▸ Do this
Rewrite the passage of the thread on accelerated SQL for JSON starting at "Accelerated SQL for" and ending at "wish to tackle?", changing "README" to "documentation".

▸ Selected extract
━━━━━━━━━━━━━━━━━━━━
Accelerated SQL for JSON with AVX512 (Golang)
github.comThis is a killer idea. However , I do not see anything in the README about distributed querying. Is that something you wish to tackle?
Also, any benchmarks comparing this to Apache Arrow or Apache Presto?
Hi! One of the authors here. We do have support for distributed querying, but it's not implemented in the command-line tool. (It makes for a much more complicated demo if you need multiple machines.) The query planner is happy to use as many machines as you can throw at it.
We don't yet have good comparative benchmarks against Arrow or Presto, although I'm hoping we can get those.
Sneller head of product here. Arrow is a data exchange format, are you referring to benchmarking against DataFusion or Ballista? Also, on Presto - we did early benchmarks against Amazon's Athena (Presto under the covers) running on parquet, and will rerun these benchmarks shortly. The interesting thing to note vs Presto is that it is clunky to use with raw JSON - see https://prestodb.io/docs/current/functions/json.html. While benchmarking against Athena we actually used AWS Glue (Spark under the hood) to transform JSON into parquet, but that adds both complexity and latency to the overall pipeline, which doesn't show up in just query timings
If you check out the Kubernetes folder in the repo, then you find the Kubernetes setup to run in a distributed environment (that is also highly available).
Disclaimer: I'm one of the authors of sneller core. We have been working on this project for more than a year. It's has got neat AVX512-centered architecture and many neat tricks inside.
Am I missing the comparison of avx ve non-avx performance?
Sneller founder here: we do not have any non-AVX code so we cannot compare directly against that. But generally speaking our code always works on 16 lanes in parallel per core, so that gives a huge speed-up.
This code is really nice. How will you profit?
Thank for for the feedback, that is nice to hear. And as for the business question, we plan on launching a Sneller Cloud offering. (Sneller founder here)
━━━━━━━━━━━━━━━━━━━━
Bounding box annotation entries:
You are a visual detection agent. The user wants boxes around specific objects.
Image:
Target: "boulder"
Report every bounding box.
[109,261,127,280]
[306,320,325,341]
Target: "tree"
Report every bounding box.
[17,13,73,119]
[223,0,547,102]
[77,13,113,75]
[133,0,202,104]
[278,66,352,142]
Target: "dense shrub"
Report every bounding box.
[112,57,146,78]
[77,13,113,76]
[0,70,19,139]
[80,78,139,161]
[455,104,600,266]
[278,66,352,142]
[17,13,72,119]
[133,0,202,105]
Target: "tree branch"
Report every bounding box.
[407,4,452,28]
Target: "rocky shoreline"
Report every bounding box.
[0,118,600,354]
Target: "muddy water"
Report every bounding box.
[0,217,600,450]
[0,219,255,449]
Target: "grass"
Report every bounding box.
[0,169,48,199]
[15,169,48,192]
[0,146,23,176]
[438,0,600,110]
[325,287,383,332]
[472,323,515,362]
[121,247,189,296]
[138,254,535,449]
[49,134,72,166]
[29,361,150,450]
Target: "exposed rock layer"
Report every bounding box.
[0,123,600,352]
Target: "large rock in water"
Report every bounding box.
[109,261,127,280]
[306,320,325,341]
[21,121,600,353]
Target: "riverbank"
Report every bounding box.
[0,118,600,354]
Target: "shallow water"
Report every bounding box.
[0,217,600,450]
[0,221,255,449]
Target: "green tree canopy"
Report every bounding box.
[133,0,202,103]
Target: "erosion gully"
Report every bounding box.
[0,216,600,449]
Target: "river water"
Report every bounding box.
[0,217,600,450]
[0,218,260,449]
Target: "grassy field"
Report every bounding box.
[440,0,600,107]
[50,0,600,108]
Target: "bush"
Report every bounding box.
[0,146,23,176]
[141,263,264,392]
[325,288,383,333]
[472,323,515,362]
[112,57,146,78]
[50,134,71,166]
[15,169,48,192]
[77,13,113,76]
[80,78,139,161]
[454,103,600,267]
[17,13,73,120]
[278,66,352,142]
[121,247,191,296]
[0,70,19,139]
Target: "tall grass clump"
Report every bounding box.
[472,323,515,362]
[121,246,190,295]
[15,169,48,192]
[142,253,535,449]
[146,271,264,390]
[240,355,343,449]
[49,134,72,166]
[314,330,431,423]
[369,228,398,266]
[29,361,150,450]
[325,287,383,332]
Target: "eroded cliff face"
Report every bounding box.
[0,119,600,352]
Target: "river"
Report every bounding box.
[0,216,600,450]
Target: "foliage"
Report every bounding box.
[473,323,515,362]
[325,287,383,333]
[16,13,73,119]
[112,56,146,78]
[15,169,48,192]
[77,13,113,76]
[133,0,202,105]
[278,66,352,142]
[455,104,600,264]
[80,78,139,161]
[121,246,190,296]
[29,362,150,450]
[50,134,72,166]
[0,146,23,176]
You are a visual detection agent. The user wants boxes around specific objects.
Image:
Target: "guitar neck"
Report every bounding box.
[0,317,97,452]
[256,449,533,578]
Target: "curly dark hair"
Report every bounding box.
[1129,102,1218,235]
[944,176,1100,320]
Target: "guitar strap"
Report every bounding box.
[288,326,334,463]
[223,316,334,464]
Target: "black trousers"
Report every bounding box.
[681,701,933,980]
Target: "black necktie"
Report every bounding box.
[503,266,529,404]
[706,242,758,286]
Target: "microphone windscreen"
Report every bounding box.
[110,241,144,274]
━━━━━━━━━━━━━━━━━━━━
▸ The response
Accelerated SQL for JSON with AVX512 (Golang)
github.comThis is a killer idea. However , I do not see anything in the documentation about distributed querying. Is that something you wish to tackle?